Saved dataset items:
_ _ _

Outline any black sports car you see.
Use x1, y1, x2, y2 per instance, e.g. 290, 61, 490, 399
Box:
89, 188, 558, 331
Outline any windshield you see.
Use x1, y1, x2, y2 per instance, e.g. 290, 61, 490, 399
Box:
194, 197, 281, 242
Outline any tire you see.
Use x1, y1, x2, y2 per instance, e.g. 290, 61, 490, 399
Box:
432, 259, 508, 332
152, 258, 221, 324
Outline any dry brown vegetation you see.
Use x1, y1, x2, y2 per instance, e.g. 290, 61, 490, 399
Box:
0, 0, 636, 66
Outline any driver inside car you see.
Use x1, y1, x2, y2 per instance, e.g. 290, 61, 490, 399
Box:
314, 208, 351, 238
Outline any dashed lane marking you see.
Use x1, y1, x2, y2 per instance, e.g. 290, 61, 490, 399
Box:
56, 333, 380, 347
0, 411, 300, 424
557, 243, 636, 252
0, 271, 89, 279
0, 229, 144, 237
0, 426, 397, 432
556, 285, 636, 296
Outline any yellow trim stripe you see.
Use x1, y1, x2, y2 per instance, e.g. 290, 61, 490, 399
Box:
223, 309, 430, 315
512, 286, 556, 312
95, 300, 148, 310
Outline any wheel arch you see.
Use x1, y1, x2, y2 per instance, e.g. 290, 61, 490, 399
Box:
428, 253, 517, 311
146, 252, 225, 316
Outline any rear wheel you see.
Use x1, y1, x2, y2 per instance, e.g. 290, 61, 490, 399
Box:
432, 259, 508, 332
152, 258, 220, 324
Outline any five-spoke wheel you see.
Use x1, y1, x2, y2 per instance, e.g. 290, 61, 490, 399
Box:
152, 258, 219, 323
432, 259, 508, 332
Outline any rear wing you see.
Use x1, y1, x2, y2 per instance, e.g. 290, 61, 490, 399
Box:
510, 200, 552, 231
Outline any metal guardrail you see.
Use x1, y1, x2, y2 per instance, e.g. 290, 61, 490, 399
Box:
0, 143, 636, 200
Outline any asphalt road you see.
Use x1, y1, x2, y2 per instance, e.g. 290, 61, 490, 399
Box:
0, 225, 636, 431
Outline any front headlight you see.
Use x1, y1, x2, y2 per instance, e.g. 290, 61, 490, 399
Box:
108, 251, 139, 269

_ _ _

> Exercise goal
Retype the lines above, from the line with "Outline any rear wheel you see." to the line with "510, 200, 552, 231", including both of those lines, without any changes.

> Solution to this task
Outline any rear wheel you see.
Use x1, y1, x2, y2 per instance, e.g. 290, 61, 490, 399
Box:
432, 259, 508, 332
152, 258, 220, 324
Outline any five-spoke wheel you see.
Use x1, y1, x2, y2 per instance, e.g. 290, 61, 490, 399
Box:
152, 258, 219, 323
432, 259, 508, 332
Outline any rear wing you see.
Use x1, y1, x2, y2 per instance, e.g. 290, 61, 490, 399
Box:
510, 200, 552, 231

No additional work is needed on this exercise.